[begin DATA FOR THIS TASK]

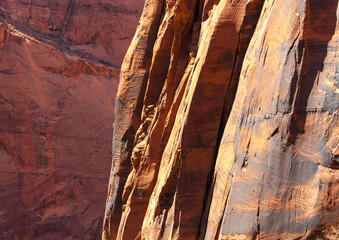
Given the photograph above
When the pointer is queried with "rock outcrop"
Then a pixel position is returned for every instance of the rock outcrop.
(226, 123)
(57, 88)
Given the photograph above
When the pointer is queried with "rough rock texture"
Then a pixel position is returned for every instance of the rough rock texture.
(98, 28)
(56, 113)
(226, 123)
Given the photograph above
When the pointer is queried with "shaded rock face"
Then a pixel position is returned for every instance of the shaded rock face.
(226, 123)
(101, 29)
(57, 91)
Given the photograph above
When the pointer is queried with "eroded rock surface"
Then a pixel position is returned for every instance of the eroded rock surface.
(226, 123)
(59, 70)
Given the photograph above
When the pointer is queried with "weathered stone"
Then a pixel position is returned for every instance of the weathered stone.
(57, 88)
(226, 123)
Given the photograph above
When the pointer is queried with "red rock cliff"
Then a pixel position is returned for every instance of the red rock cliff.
(59, 68)
(226, 123)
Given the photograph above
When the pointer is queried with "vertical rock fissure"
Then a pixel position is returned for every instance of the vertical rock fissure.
(255, 6)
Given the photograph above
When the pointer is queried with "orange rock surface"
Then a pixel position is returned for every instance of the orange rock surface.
(226, 123)
(59, 69)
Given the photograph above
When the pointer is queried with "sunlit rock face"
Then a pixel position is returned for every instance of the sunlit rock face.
(59, 71)
(226, 123)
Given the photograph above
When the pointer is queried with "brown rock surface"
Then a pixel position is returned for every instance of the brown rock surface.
(58, 79)
(226, 123)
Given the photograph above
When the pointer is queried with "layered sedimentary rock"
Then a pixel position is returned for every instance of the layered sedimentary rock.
(57, 90)
(226, 123)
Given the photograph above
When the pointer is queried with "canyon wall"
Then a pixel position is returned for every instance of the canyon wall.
(226, 123)
(59, 70)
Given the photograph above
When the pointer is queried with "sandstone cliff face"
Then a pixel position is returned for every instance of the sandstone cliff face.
(226, 123)
(57, 91)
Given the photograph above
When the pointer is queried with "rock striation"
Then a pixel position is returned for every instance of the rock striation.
(59, 70)
(226, 123)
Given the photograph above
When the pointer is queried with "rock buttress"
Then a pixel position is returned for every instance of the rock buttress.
(227, 123)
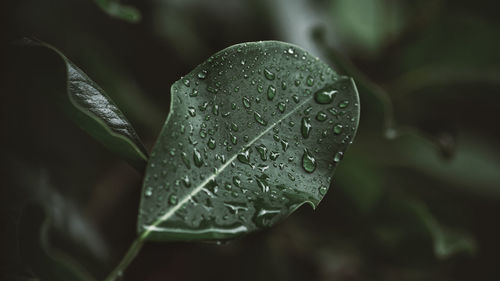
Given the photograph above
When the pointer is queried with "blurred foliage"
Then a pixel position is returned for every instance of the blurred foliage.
(419, 206)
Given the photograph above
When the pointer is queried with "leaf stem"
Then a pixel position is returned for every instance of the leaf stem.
(130, 255)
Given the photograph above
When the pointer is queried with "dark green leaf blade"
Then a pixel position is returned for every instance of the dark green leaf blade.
(253, 133)
(94, 111)
(117, 10)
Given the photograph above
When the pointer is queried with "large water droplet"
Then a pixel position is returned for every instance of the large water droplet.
(321, 116)
(186, 181)
(198, 160)
(259, 118)
(271, 92)
(325, 95)
(344, 104)
(202, 74)
(237, 181)
(322, 190)
(268, 74)
(246, 102)
(172, 199)
(305, 127)
(282, 107)
(308, 162)
(244, 157)
(262, 150)
(338, 156)
(211, 143)
(337, 129)
(185, 160)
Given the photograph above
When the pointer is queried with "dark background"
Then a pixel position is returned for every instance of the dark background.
(421, 202)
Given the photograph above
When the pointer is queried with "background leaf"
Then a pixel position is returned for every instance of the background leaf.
(44, 261)
(253, 133)
(117, 10)
(94, 111)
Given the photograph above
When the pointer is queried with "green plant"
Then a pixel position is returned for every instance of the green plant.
(252, 134)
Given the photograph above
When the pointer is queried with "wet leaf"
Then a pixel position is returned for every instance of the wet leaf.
(242, 147)
(94, 111)
(117, 10)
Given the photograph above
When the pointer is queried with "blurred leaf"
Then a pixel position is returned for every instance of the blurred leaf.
(368, 24)
(46, 262)
(92, 109)
(266, 105)
(362, 181)
(117, 10)
(447, 242)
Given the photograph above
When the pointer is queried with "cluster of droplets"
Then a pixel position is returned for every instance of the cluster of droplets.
(207, 138)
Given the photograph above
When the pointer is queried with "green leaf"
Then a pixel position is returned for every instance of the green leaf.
(35, 249)
(447, 242)
(252, 134)
(117, 10)
(94, 111)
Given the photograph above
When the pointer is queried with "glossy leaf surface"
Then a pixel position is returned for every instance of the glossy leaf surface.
(253, 133)
(94, 111)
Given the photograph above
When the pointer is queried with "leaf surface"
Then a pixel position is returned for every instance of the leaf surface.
(252, 134)
(94, 111)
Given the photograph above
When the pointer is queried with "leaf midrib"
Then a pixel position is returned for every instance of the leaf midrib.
(150, 228)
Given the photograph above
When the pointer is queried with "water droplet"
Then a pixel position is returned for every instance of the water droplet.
(211, 143)
(274, 155)
(237, 181)
(325, 95)
(198, 160)
(344, 104)
(263, 185)
(246, 102)
(322, 190)
(262, 150)
(271, 92)
(321, 116)
(338, 156)
(234, 139)
(202, 74)
(244, 157)
(284, 145)
(172, 199)
(337, 129)
(259, 118)
(215, 109)
(307, 110)
(282, 107)
(234, 127)
(305, 127)
(185, 160)
(310, 81)
(308, 162)
(268, 74)
(186, 181)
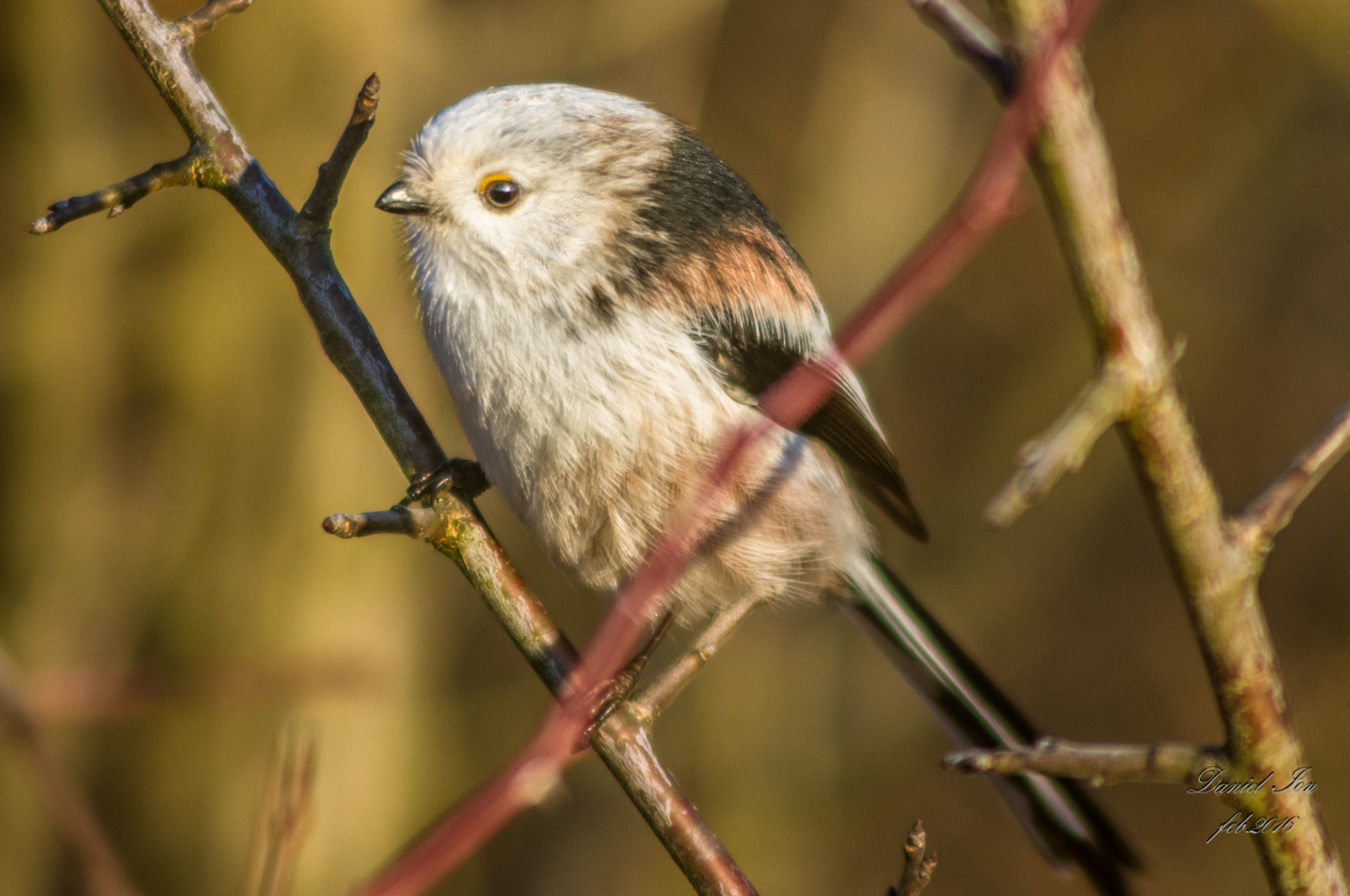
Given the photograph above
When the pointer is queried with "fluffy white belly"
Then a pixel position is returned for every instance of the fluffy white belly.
(597, 439)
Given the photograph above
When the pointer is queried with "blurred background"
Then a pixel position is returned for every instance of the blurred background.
(171, 437)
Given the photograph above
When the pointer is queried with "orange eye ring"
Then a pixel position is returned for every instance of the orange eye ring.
(500, 192)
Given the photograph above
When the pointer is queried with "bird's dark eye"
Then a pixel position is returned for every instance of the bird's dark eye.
(500, 192)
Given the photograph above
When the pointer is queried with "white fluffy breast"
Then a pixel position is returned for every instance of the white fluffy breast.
(599, 435)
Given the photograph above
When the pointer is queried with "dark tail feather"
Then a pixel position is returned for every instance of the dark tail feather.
(1056, 814)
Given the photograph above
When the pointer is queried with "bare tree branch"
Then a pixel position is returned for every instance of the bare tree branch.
(918, 864)
(285, 817)
(1274, 508)
(319, 208)
(972, 40)
(1217, 561)
(102, 868)
(1067, 444)
(301, 244)
(789, 403)
(119, 198)
(1098, 764)
(654, 699)
(204, 19)
(415, 522)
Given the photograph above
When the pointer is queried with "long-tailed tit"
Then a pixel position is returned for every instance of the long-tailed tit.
(605, 298)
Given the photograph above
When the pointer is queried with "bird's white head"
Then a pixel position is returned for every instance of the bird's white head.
(527, 189)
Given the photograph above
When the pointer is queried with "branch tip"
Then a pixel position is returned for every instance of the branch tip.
(203, 19)
(971, 38)
(415, 522)
(319, 208)
(918, 864)
(181, 172)
(1067, 443)
(1098, 764)
(1274, 508)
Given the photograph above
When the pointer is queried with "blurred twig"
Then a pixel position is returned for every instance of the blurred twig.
(918, 864)
(1217, 559)
(102, 866)
(204, 18)
(972, 40)
(1098, 764)
(1274, 508)
(300, 242)
(285, 816)
(654, 699)
(983, 206)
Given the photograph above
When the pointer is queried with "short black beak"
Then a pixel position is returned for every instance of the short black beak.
(397, 200)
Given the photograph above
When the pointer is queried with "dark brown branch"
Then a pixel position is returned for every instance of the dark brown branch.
(319, 208)
(353, 347)
(119, 198)
(102, 868)
(415, 522)
(1067, 444)
(622, 742)
(1098, 764)
(1216, 566)
(1274, 508)
(285, 817)
(971, 38)
(204, 19)
(918, 864)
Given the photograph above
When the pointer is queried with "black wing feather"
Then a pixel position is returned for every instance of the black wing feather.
(752, 358)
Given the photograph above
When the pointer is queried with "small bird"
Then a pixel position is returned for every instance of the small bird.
(605, 300)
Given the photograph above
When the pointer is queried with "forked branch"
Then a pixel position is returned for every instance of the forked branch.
(1217, 559)
(300, 242)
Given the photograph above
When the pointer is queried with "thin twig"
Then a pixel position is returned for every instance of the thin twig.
(1216, 569)
(647, 705)
(918, 864)
(789, 403)
(119, 198)
(1274, 508)
(204, 19)
(1067, 444)
(102, 866)
(285, 817)
(971, 38)
(353, 347)
(415, 522)
(319, 208)
(1098, 764)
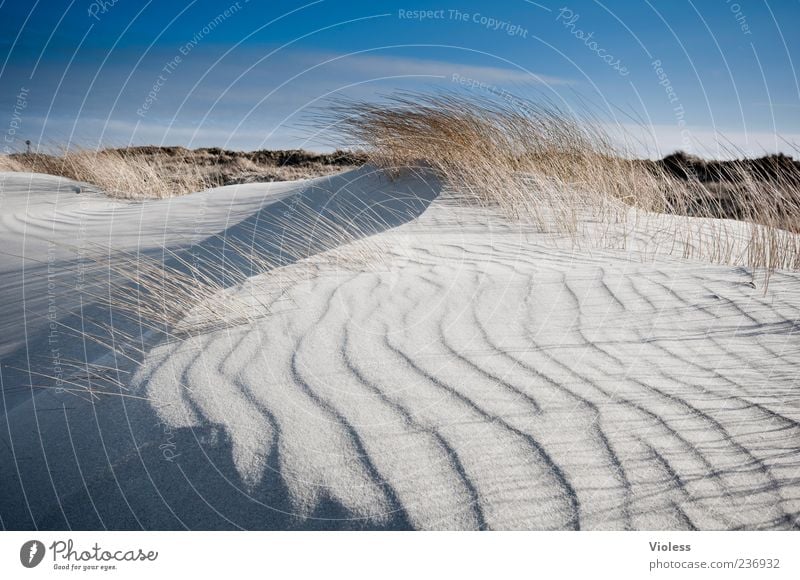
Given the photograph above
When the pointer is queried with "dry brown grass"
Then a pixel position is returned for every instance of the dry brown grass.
(118, 175)
(543, 165)
(160, 172)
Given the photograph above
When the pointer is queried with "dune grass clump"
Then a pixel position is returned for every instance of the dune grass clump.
(118, 173)
(154, 172)
(547, 166)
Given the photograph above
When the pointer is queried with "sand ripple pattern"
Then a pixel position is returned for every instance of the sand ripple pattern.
(506, 385)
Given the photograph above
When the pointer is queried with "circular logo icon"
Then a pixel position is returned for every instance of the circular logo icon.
(31, 553)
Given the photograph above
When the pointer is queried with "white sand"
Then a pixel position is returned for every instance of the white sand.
(471, 374)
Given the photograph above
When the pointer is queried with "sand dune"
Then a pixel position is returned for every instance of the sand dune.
(472, 374)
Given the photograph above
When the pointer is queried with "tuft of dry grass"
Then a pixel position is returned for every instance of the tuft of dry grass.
(543, 165)
(119, 175)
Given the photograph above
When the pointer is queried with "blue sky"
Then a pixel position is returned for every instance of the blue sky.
(668, 74)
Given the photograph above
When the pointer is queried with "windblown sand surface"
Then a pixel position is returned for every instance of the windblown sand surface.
(453, 370)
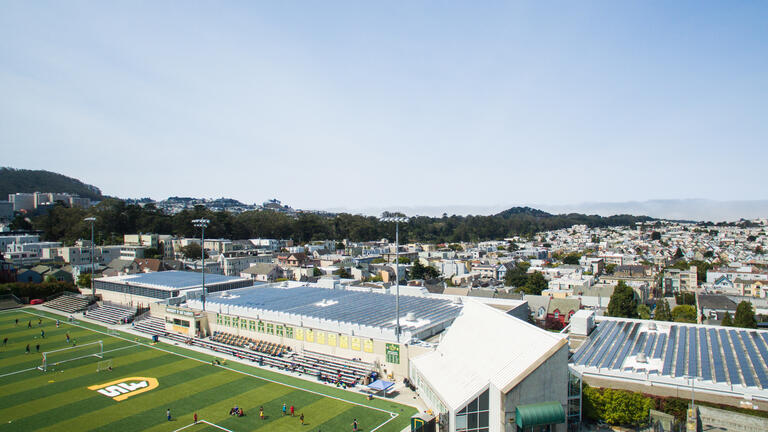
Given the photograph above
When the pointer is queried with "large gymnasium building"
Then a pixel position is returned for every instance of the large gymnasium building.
(475, 365)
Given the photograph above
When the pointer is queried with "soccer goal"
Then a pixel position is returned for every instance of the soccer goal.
(55, 357)
(104, 365)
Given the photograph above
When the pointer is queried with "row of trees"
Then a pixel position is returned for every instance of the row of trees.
(624, 304)
(116, 217)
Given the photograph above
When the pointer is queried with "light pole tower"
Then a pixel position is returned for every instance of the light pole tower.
(397, 220)
(93, 267)
(202, 223)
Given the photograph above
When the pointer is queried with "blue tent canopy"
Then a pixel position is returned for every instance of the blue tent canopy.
(380, 385)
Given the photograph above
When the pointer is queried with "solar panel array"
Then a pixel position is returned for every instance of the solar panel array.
(357, 307)
(730, 356)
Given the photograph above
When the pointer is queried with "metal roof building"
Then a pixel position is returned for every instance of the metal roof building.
(361, 313)
(724, 360)
(168, 284)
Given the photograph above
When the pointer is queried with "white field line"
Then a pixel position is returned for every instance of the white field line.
(68, 360)
(203, 421)
(392, 414)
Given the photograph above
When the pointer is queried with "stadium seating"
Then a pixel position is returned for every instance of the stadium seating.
(151, 326)
(111, 314)
(68, 303)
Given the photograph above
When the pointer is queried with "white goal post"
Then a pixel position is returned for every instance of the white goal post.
(104, 365)
(91, 349)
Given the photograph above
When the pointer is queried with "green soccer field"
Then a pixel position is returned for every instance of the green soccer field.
(60, 399)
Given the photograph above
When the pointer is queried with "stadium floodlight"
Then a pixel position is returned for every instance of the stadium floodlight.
(93, 268)
(202, 224)
(397, 220)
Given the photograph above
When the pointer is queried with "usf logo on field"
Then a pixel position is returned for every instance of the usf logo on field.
(124, 388)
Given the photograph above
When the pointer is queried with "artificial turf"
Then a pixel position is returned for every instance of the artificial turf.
(59, 399)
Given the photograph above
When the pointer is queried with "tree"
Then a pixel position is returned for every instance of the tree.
(623, 302)
(678, 254)
(84, 280)
(420, 271)
(745, 316)
(727, 320)
(662, 311)
(193, 251)
(572, 258)
(644, 312)
(684, 313)
(535, 284)
(343, 273)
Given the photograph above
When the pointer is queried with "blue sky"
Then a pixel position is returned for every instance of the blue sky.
(361, 104)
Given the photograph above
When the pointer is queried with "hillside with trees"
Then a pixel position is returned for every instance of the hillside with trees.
(21, 180)
(116, 217)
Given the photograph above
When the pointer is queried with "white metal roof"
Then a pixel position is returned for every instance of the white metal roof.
(484, 345)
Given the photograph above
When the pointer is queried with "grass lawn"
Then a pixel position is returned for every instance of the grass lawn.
(60, 398)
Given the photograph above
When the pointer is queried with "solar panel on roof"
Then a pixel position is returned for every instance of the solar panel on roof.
(757, 364)
(730, 362)
(746, 371)
(610, 355)
(660, 343)
(706, 371)
(641, 338)
(682, 335)
(693, 365)
(668, 355)
(649, 345)
(627, 345)
(717, 359)
(605, 344)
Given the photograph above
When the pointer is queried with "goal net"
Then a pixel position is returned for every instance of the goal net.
(55, 357)
(104, 365)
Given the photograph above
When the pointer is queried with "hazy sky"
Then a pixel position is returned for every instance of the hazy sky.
(359, 104)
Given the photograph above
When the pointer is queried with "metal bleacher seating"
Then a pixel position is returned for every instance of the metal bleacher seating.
(111, 314)
(69, 303)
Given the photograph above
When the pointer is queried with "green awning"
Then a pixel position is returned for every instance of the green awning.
(539, 414)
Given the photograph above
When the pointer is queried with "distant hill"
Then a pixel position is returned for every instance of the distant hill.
(524, 211)
(20, 180)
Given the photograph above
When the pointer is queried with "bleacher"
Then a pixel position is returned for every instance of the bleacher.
(151, 326)
(111, 314)
(68, 303)
(324, 367)
(270, 348)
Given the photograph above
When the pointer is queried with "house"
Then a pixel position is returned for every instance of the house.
(714, 307)
(28, 276)
(263, 272)
(297, 259)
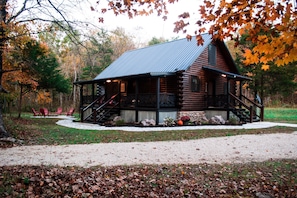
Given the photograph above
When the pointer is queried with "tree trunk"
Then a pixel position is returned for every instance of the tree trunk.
(20, 101)
(3, 38)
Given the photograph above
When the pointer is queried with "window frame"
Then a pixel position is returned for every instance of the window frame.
(195, 83)
(212, 55)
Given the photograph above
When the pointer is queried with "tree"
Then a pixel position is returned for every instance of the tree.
(99, 52)
(121, 42)
(155, 41)
(13, 13)
(271, 26)
(37, 69)
(276, 81)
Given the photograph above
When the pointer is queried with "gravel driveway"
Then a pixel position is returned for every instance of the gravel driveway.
(234, 149)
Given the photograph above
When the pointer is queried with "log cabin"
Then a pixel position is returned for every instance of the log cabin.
(170, 79)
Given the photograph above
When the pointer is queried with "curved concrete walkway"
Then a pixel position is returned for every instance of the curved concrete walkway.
(68, 122)
(234, 149)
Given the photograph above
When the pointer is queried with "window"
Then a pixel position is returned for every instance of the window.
(212, 55)
(195, 84)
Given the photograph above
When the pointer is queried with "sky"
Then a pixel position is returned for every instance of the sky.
(143, 28)
(147, 27)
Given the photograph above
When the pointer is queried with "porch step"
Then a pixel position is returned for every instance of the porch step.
(244, 115)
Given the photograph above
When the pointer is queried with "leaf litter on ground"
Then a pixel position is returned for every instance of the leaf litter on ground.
(270, 179)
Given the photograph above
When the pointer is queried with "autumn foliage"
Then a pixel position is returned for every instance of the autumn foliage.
(271, 25)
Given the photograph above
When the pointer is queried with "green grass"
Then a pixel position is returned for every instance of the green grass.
(45, 131)
(280, 115)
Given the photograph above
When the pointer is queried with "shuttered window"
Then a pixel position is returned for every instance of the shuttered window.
(212, 55)
(195, 84)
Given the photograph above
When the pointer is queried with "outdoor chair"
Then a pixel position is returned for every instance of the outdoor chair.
(44, 112)
(59, 111)
(35, 113)
(70, 112)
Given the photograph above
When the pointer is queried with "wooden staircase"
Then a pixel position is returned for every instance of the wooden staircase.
(99, 112)
(245, 109)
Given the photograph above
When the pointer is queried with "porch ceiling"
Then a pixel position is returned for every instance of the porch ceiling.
(228, 74)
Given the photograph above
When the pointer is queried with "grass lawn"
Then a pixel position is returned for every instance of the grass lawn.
(281, 115)
(276, 178)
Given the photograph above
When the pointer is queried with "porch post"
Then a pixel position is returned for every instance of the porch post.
(158, 99)
(136, 100)
(228, 98)
(93, 91)
(81, 103)
(240, 93)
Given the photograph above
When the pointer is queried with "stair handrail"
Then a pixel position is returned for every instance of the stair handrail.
(89, 106)
(249, 108)
(257, 105)
(240, 101)
(107, 102)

[end DATA FOR THIS TASK]

-- REQUIRED WORK --
Gather every line from the stored items that contains the string "staircase", paying attention to case.

-- RESULT OF THE EXERCISE --
When the pointer is queried with "wooden staircase"
Then a pixel position is returned for every instance of the wooden staircase.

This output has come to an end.